EXERCISE GOAL: The lines from the one holding "Query: leafy canopy" to the end of the records below, exactly as written, are the only thing to return.

(Collection entries)
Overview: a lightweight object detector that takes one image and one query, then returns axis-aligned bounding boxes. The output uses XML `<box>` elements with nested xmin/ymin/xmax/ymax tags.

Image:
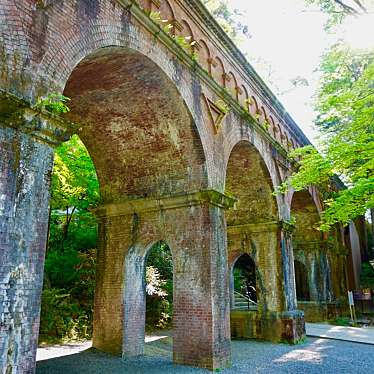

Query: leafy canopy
<box><xmin>305</xmin><ymin>0</ymin><xmax>374</xmax><ymax>28</ymax></box>
<box><xmin>51</xmin><ymin>134</ymin><xmax>99</xmax><ymax>211</ymax></box>
<box><xmin>279</xmin><ymin>42</ymin><xmax>374</xmax><ymax>231</ymax></box>
<box><xmin>201</xmin><ymin>0</ymin><xmax>250</xmax><ymax>43</ymax></box>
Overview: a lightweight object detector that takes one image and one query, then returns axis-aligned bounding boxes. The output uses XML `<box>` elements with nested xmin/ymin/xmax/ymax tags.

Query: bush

TASK SOLUTION:
Query: leafy canopy
<box><xmin>305</xmin><ymin>0</ymin><xmax>374</xmax><ymax>28</ymax></box>
<box><xmin>51</xmin><ymin>134</ymin><xmax>99</xmax><ymax>211</ymax></box>
<box><xmin>279</xmin><ymin>42</ymin><xmax>374</xmax><ymax>231</ymax></box>
<box><xmin>201</xmin><ymin>0</ymin><xmax>250</xmax><ymax>43</ymax></box>
Overview: a lightweight object detector that takes one image and one query, then returns axis-aligned bounding boxes. The output uses XML `<box>` elements with nested xmin/ymin/xmax/ymax tags.

Query: bush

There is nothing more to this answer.